*PROVIDED INFORMATION:*
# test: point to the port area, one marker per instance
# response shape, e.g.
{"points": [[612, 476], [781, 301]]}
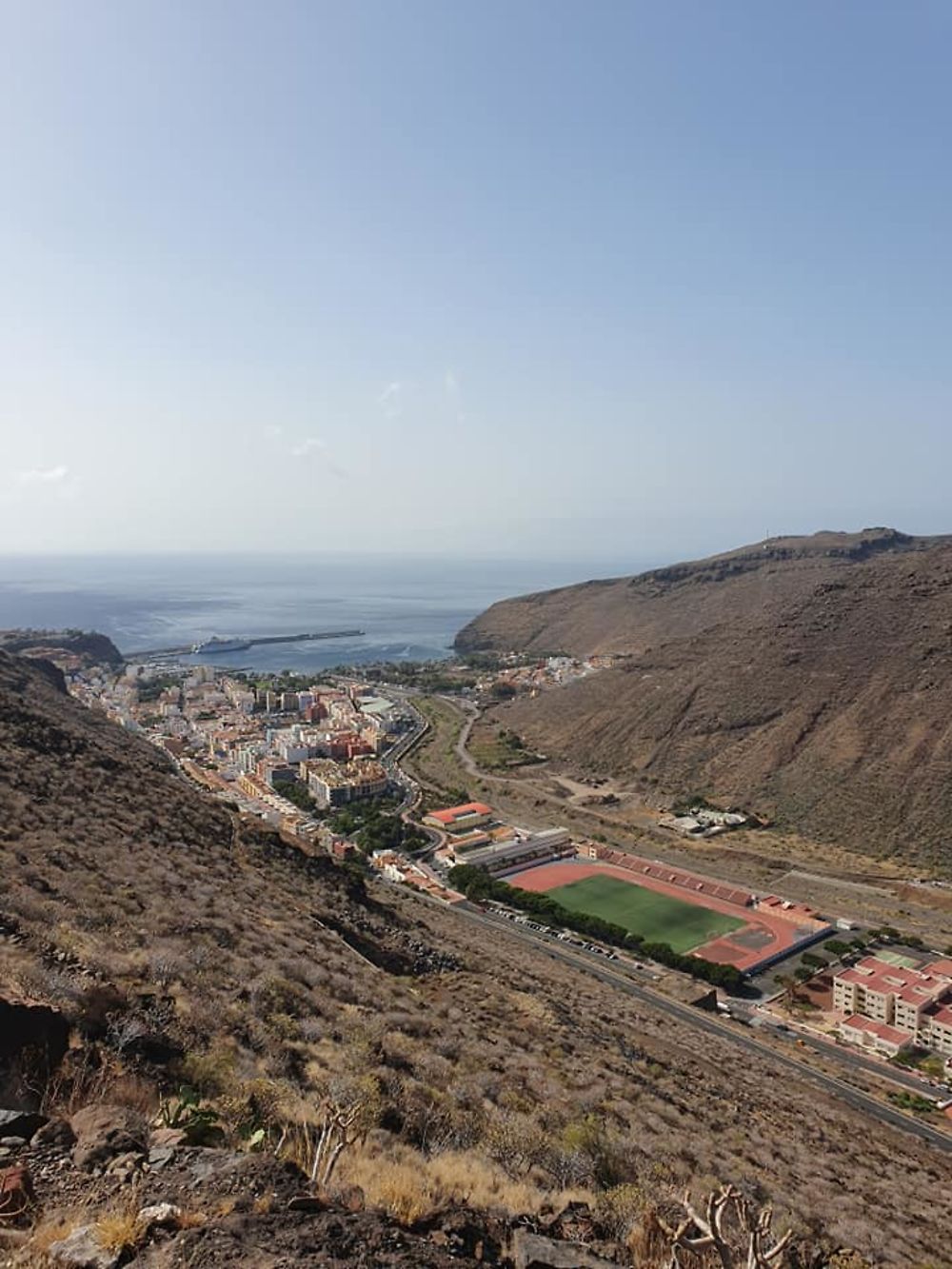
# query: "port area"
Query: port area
{"points": [[238, 644]]}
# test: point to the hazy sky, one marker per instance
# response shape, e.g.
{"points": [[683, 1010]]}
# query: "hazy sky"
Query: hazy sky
{"points": [[472, 277]]}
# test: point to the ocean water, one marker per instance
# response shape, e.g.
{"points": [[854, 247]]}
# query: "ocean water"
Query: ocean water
{"points": [[409, 608]]}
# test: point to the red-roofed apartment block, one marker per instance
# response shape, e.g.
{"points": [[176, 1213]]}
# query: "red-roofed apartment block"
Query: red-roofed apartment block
{"points": [[470, 815], [908, 1001]]}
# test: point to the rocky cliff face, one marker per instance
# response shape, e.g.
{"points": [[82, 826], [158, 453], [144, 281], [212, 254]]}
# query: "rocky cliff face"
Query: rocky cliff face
{"points": [[631, 614], [186, 948], [87, 644], [825, 705]]}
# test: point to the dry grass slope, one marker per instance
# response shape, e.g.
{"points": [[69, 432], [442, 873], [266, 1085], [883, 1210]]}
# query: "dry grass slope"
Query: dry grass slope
{"points": [[145, 911], [813, 686]]}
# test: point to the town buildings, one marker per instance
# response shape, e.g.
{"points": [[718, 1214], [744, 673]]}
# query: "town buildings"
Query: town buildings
{"points": [[254, 745]]}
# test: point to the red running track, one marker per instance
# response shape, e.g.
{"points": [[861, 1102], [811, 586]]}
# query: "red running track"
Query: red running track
{"points": [[761, 936]]}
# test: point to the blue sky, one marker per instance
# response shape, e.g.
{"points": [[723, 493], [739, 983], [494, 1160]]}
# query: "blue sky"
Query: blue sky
{"points": [[558, 278]]}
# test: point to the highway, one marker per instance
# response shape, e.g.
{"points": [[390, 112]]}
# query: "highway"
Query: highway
{"points": [[733, 1032]]}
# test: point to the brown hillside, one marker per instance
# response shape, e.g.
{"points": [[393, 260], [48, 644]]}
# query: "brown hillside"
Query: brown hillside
{"points": [[185, 947], [828, 708], [631, 614]]}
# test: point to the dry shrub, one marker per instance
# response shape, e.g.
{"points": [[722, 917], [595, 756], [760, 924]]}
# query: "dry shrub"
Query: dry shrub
{"points": [[52, 1229], [120, 1231], [407, 1184]]}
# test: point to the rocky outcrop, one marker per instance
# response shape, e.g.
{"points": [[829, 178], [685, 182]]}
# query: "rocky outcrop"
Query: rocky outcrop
{"points": [[91, 647], [30, 1036], [815, 690], [105, 1132]]}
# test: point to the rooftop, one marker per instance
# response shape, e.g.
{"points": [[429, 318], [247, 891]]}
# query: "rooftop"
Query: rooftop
{"points": [[459, 812], [887, 979], [891, 1035]]}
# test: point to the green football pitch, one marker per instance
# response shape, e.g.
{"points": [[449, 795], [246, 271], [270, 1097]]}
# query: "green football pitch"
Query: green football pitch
{"points": [[657, 918]]}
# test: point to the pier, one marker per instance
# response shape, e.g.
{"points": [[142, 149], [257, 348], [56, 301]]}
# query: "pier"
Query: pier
{"points": [[238, 644]]}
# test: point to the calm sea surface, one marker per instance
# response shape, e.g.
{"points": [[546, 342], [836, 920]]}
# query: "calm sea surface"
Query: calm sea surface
{"points": [[409, 608]]}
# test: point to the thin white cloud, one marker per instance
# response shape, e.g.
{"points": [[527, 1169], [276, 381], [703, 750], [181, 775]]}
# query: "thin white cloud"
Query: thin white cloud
{"points": [[390, 400], [44, 475], [307, 446]]}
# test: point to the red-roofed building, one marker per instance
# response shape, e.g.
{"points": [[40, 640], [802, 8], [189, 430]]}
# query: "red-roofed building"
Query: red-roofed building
{"points": [[456, 819], [878, 1036], [904, 1001]]}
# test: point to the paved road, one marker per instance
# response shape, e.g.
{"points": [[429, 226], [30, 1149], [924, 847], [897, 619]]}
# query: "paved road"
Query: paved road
{"points": [[859, 1061], [731, 1032], [855, 1062]]}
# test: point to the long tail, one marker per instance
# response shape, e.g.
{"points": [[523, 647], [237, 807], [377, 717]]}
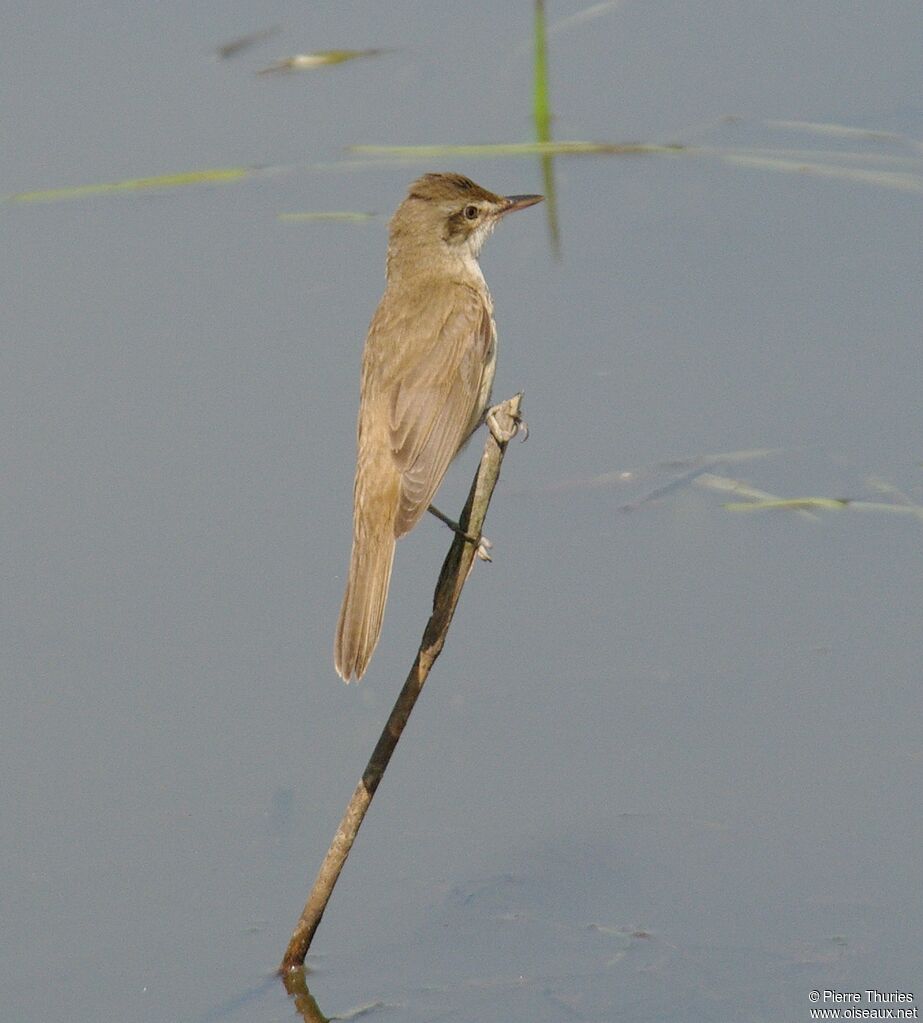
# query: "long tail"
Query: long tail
{"points": [[363, 603]]}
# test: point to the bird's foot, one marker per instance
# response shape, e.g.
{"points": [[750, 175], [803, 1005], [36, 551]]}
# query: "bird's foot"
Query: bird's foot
{"points": [[503, 426], [481, 543]]}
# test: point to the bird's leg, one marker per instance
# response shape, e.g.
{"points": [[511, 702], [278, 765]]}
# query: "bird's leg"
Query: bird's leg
{"points": [[481, 542], [503, 432]]}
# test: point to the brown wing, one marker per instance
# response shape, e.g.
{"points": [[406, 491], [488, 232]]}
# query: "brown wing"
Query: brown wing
{"points": [[435, 401]]}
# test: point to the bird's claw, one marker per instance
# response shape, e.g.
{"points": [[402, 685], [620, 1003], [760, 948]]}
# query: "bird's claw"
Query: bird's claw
{"points": [[503, 433]]}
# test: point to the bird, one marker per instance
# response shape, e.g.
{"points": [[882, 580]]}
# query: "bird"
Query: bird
{"points": [[426, 380]]}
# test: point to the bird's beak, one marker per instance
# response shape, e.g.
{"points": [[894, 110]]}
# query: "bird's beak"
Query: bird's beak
{"points": [[520, 203]]}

*EXERCISE INSTRUCTIONS:* Copy the listing above word for word, from start to finish, leaving out the pictures.

*PROBLEM SOLUTION:*
# test: point to the port area, one marker per instance
# response shape, e.g.
{"points": [[612, 476], [781, 301]]}
# query: "port area"
Query: port area
{"points": [[238, 644]]}
# test: point to the hazy sky, one marker per instance
# response shape, e.g.
{"points": [[683, 1010]]}
# query: "hazy sky"
Query: hazy sky
{"points": [[472, 277]]}
# test: point to the ocean water, one marker per instance
# response shape, e.g.
{"points": [[854, 247]]}
# query: "ocean water"
Query: ocean water
{"points": [[409, 608]]}
# test: point to the red-roofed apartment block, one marker per instance
# response shape, e.g.
{"points": [[176, 1213]]}
# query: "red-roofed apartment block"
Query: red-roofed apartment block
{"points": [[470, 815], [908, 1001]]}
# test: point to the rocky cliff face, one marker per instance
# response shape, e.g.
{"points": [[82, 826], [158, 453], [144, 281], [212, 254]]}
# query: "rocky cliff face"
Query: rocky cliff face
{"points": [[631, 614], [186, 948], [87, 644], [825, 705]]}
# test: point to the dry grass slope, one marker per instance
# response shape, e.g.
{"points": [[69, 432], [442, 873], [266, 1085], [883, 1210]]}
# query: "dry grass slope"
Query: dry grass slope
{"points": [[145, 911], [813, 686]]}
# test: point to the town buildings, one marker per instance
# response shape, e.g.
{"points": [[718, 1214], [744, 673]]}
# query: "town buildings"
Query: town buildings
{"points": [[254, 745]]}
# test: point to the red running track, one marker per instance
# response shape, e.g.
{"points": [[861, 1102], [811, 586]]}
# query: "red running track"
Query: red running track
{"points": [[761, 936]]}
# test: point to the blue sky, one marker per instance
# response shape, e.g.
{"points": [[723, 493], [739, 983], [494, 1160]]}
# query: "blue sky"
Query: blue sky
{"points": [[558, 278]]}
# test: point to the highway, one marker per instance
# response shape, e.g.
{"points": [[390, 112]]}
# query: "highway"
Query: highway
{"points": [[733, 1032]]}
# test: point to the brown hillside, one marker per instance
# response shape, e.g.
{"points": [[393, 260], [48, 644]]}
# query: "brown hillside"
Query: brown hillside
{"points": [[185, 947], [828, 708], [631, 614]]}
# test: point to the dry shrub, one marker per instance
# response shape, e.g.
{"points": [[722, 917], [595, 756], [760, 924]]}
# query: "dry shrub"
Query: dry shrub
{"points": [[52, 1229], [120, 1231], [407, 1184]]}
# test: point to the rocky outcrop, one marker per instance
# response shape, e.g.
{"points": [[829, 178], [685, 182]]}
# query: "rocky outcrop"
Query: rocky outcrop
{"points": [[91, 647], [30, 1036], [815, 690], [105, 1132]]}
# test: point to the rooftop, one marker per instance
# response shape, e.g.
{"points": [[429, 318], [247, 891]]}
# query: "rooftop"
Query: rooftop
{"points": [[459, 812], [887, 979], [891, 1035]]}
# test: point to the green football pitch, one marker per instance
# response shape, e.g.
{"points": [[449, 795], [246, 271], [270, 1097]]}
# query: "green football pitch"
Query: green football pitch
{"points": [[657, 918]]}
# test: point to the pier, one marker per instance
# response shape, e.g.
{"points": [[142, 149], [257, 348], [56, 301]]}
# query: "pier"
Query: pier
{"points": [[238, 644]]}
# test: point to the calm sea surface, one marker per instance
# response shape, e.g.
{"points": [[546, 342], [836, 920]]}
# query: "calm sea surface"
Query: calm sea surface
{"points": [[409, 608]]}
# test: point to the thin white cloud, one marker per instance
# response shape, e.g.
{"points": [[527, 1169], [276, 381], [703, 750], [181, 775]]}
# query: "thin white cloud"
Query: thin white cloud
{"points": [[390, 400], [44, 475], [307, 446]]}
# test: point to the red-roofed building, one marker per instance
# response shape, e.g.
{"points": [[40, 640], [802, 8], [189, 430]]}
# query: "red-roofed building"
Query: red-roofed building
{"points": [[456, 819], [878, 1036], [904, 1001]]}
# test: point to the paved road, one marker per instance
# response shape, e.g.
{"points": [[429, 226], [30, 1149], [924, 847], [897, 619]]}
# query: "paved road"
Query: paved road
{"points": [[859, 1061], [731, 1032], [855, 1062]]}
# test: point to the long tail, one marker per instance
# response shape, e.g.
{"points": [[523, 647], [237, 807], [377, 717]]}
# query: "long tail"
Query: long tail
{"points": [[363, 603]]}
# test: point to the bird's foot, one marker per instance
# response shape, e.g.
{"points": [[750, 175], [803, 1005], [36, 551]]}
# query: "bird's foot"
Query: bird's foot
{"points": [[503, 426], [481, 543]]}
# test: point to the bird's leg, one marker per instance
# response shape, e.g.
{"points": [[511, 702], [278, 765]]}
# query: "bird's leg"
Query: bird's leg
{"points": [[481, 542], [503, 432]]}
# test: point to the brown wing, one marker per instance
# response shape, e.g.
{"points": [[406, 491], [488, 232]]}
# query: "brown wing"
Query: brown wing
{"points": [[435, 401]]}
# test: point to the bird's claw, one marker per instance
# response shape, e.g.
{"points": [[402, 685], [620, 1003], [760, 948]]}
# query: "bird's claw"
Query: bird's claw
{"points": [[503, 433]]}
# test: point to the bird, one marker per instance
# response shape, e.g.
{"points": [[882, 580]]}
# query: "bird"
Query: bird
{"points": [[426, 380]]}
# test: point to the bird's beak, one marker per instance
# response shape, e.g.
{"points": [[894, 110]]}
# query: "bird's beak"
Query: bird's beak
{"points": [[520, 203]]}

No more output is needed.